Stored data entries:
##############################
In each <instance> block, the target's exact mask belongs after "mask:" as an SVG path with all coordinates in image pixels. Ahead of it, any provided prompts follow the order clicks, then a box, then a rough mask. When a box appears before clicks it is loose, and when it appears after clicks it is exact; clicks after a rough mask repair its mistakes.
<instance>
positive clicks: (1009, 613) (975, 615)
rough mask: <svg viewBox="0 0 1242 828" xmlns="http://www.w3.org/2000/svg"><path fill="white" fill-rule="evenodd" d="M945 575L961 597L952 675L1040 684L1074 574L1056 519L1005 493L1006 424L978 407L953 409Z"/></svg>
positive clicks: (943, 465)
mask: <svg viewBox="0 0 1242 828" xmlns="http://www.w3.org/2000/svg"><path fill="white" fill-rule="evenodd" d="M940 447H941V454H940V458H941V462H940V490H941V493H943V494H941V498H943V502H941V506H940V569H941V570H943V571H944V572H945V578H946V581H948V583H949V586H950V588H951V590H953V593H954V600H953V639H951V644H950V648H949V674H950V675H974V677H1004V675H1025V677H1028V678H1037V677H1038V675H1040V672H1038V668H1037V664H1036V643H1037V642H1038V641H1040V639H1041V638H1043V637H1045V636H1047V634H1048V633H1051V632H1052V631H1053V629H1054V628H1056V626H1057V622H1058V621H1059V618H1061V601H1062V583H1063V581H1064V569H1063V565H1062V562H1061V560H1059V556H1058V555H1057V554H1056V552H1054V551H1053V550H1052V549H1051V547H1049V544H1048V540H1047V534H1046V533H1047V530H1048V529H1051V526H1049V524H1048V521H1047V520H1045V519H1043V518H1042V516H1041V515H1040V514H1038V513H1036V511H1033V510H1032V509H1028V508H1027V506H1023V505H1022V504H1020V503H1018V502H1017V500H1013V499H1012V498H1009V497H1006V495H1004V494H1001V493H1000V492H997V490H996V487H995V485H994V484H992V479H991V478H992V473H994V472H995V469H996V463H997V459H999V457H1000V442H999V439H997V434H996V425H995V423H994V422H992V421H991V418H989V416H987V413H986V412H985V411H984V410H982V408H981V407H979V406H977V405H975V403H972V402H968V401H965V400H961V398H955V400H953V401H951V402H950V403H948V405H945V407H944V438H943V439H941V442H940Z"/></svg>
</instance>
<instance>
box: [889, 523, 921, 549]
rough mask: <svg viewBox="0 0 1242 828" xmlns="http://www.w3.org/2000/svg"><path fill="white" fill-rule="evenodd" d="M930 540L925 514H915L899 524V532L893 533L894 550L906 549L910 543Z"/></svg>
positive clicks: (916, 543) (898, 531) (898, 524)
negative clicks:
##############################
= TASK STATEMENT =
Every entry must be printed again, exactly as it reads.

= OUTPUT FOR THIS EXERCISE =
In each <instance> block, the target's exact mask belongs after "mask:" as an SVG path with all coordinates in image pixels. Ahead of it, any provided prompts follow the order clicks, then a box, then a rough mask. When a box appears before clicks it is loose, and when it appears after clicks it is exact; clicks after a rough mask repair its mistakes.
<instance>
positive clicks: (1009, 613) (975, 615)
rough mask: <svg viewBox="0 0 1242 828" xmlns="http://www.w3.org/2000/svg"><path fill="white" fill-rule="evenodd" d="M945 575L961 597L952 675L1040 684L1074 574L1056 519L1005 493L1006 424L978 407L953 409Z"/></svg>
positive clicks: (943, 465)
mask: <svg viewBox="0 0 1242 828" xmlns="http://www.w3.org/2000/svg"><path fill="white" fill-rule="evenodd" d="M940 447H941V454H940V458H941V462H940V490H941V493H943V494H941V498H943V502H941V506H940V569H941V570H943V571H944V572H945V578H946V581H948V583H949V586H950V588H951V590H953V593H954V600H953V639H951V644H950V648H949V674H950V675H974V677H1004V675H1025V677H1028V678H1037V677H1038V675H1040V672H1038V668H1037V664H1036V643H1037V642H1038V641H1040V639H1041V638H1043V637H1045V636H1047V634H1048V633H1051V632H1052V631H1053V629H1054V628H1056V626H1057V622H1058V621H1059V618H1061V601H1062V583H1063V581H1064V569H1063V565H1062V562H1061V560H1059V556H1058V555H1057V554H1056V552H1054V551H1053V550H1052V549H1051V547H1049V544H1048V540H1047V534H1046V533H1047V530H1048V529H1051V526H1049V524H1048V521H1047V520H1045V519H1043V518H1042V516H1041V515H1040V514H1038V513H1036V511H1033V510H1032V509H1028V508H1027V506H1023V505H1022V504H1020V503H1018V502H1017V500H1013V499H1012V498H1009V497H1006V495H1004V494H1001V493H1000V492H997V490H996V487H995V485H994V484H992V479H991V478H992V473H994V472H995V469H996V463H997V459H999V457H1000V442H999V439H997V434H996V425H995V423H994V422H992V421H991V418H989V416H987V413H986V412H985V411H984V410H982V408H981V407H979V406H977V405H975V403H972V402H968V401H965V400H961V398H955V400H953V401H951V402H950V403H948V405H945V407H944V438H943V439H941V442H940Z"/></svg>
</instance>
<instance>
box: [889, 523, 921, 549]
rough mask: <svg viewBox="0 0 1242 828" xmlns="http://www.w3.org/2000/svg"><path fill="white" fill-rule="evenodd" d="M930 540L925 514H915L899 524V532L893 533L894 550L906 549L910 543Z"/></svg>
positive clicks: (916, 543) (898, 531) (898, 524)
negative clicks:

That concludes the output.